Task item: Scan the entries below. List each line with "person".

Supplied information:

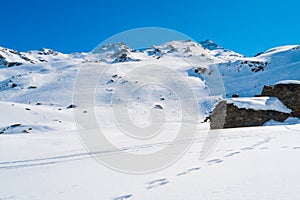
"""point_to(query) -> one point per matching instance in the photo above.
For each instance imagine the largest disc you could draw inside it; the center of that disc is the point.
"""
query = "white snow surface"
(288, 82)
(260, 103)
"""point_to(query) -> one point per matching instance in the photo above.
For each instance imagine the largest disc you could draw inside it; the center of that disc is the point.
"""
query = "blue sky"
(247, 27)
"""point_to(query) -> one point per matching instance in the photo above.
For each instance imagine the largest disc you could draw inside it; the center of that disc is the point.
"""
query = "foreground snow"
(247, 163)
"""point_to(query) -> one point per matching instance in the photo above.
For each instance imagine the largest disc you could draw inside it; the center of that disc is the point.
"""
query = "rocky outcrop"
(289, 94)
(228, 115)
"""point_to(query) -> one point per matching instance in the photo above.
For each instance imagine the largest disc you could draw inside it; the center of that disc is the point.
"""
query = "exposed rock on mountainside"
(288, 93)
(228, 115)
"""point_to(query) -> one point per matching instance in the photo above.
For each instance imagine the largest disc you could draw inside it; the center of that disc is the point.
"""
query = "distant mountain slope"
(48, 76)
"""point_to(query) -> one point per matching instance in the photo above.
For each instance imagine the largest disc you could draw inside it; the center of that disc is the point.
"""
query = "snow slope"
(42, 156)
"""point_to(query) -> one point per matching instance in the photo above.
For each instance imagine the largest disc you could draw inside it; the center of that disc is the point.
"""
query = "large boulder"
(246, 112)
(288, 92)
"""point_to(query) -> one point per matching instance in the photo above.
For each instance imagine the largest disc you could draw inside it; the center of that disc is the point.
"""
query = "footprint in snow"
(188, 171)
(123, 197)
(214, 161)
(264, 148)
(232, 154)
(156, 183)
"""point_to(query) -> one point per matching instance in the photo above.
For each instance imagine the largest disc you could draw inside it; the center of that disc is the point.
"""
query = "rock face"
(289, 94)
(227, 115)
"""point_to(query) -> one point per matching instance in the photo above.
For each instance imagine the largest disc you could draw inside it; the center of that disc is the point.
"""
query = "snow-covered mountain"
(42, 157)
(26, 76)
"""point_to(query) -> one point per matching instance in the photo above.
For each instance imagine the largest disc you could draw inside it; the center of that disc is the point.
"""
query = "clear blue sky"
(246, 27)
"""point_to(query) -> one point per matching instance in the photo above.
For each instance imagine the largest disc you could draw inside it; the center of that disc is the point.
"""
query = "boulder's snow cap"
(260, 103)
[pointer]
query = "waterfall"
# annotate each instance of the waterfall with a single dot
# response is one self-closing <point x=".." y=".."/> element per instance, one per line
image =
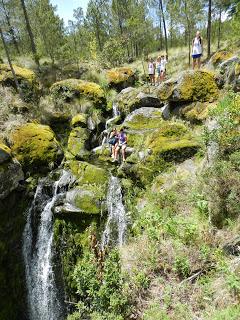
<point x="116" y="225"/>
<point x="43" y="301"/>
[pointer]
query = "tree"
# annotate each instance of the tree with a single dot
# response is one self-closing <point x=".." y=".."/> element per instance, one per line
<point x="10" y="64"/>
<point x="30" y="33"/>
<point x="209" y="27"/>
<point x="9" y="24"/>
<point x="164" y="25"/>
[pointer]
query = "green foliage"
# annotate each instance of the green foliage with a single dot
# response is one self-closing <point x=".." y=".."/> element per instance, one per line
<point x="101" y="292"/>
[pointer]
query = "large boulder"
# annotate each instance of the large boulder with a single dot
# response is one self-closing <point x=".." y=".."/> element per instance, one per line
<point x="26" y="79"/>
<point x="36" y="147"/>
<point x="219" y="57"/>
<point x="75" y="89"/>
<point x="190" y="86"/>
<point x="90" y="191"/>
<point x="228" y="74"/>
<point x="10" y="172"/>
<point x="120" y="78"/>
<point x="155" y="148"/>
<point x="144" y="118"/>
<point x="130" y="99"/>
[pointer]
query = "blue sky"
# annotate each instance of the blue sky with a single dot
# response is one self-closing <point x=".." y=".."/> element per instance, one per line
<point x="65" y="7"/>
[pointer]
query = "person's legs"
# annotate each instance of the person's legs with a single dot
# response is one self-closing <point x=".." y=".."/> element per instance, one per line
<point x="124" y="152"/>
<point x="116" y="152"/>
<point x="199" y="62"/>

Response below:
query = "person's legs"
# annotate each instance of the person's legs with a single dot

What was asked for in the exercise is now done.